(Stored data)
=====
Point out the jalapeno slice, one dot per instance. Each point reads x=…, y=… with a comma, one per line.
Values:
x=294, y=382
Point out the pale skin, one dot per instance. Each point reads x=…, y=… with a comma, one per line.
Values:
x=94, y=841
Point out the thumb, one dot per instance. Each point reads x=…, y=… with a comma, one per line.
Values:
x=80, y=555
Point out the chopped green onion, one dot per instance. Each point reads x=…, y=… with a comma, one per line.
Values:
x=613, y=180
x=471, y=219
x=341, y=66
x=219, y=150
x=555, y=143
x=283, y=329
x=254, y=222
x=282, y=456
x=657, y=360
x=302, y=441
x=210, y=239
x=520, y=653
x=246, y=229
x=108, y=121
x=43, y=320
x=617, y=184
=====
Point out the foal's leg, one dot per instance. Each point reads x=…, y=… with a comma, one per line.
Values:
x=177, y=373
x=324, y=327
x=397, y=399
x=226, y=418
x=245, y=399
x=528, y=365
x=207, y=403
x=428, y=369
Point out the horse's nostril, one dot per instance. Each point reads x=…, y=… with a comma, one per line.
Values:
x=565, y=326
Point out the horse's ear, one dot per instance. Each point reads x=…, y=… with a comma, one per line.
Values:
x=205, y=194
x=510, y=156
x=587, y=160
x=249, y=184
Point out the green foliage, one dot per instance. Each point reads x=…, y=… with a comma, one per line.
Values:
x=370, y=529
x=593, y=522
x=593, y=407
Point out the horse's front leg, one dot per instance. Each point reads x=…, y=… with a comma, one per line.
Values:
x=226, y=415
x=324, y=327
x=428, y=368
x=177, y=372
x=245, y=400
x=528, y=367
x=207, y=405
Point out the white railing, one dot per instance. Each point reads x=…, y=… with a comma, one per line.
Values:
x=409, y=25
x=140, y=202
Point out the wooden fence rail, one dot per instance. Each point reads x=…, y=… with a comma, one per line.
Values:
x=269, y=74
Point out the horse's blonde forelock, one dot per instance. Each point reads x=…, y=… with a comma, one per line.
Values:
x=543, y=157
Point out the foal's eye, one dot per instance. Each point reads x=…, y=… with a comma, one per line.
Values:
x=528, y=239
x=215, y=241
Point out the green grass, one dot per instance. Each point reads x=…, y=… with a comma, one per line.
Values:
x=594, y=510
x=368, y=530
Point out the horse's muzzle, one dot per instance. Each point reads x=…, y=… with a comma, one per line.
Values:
=====
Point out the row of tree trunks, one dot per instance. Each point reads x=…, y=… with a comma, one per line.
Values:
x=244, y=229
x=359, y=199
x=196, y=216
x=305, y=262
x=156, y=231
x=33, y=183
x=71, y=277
=====
• **WORK INSTRUCTION**: Go through the records and count the lines that include the string "horse"; state that number alone.

• **REPLY**: 5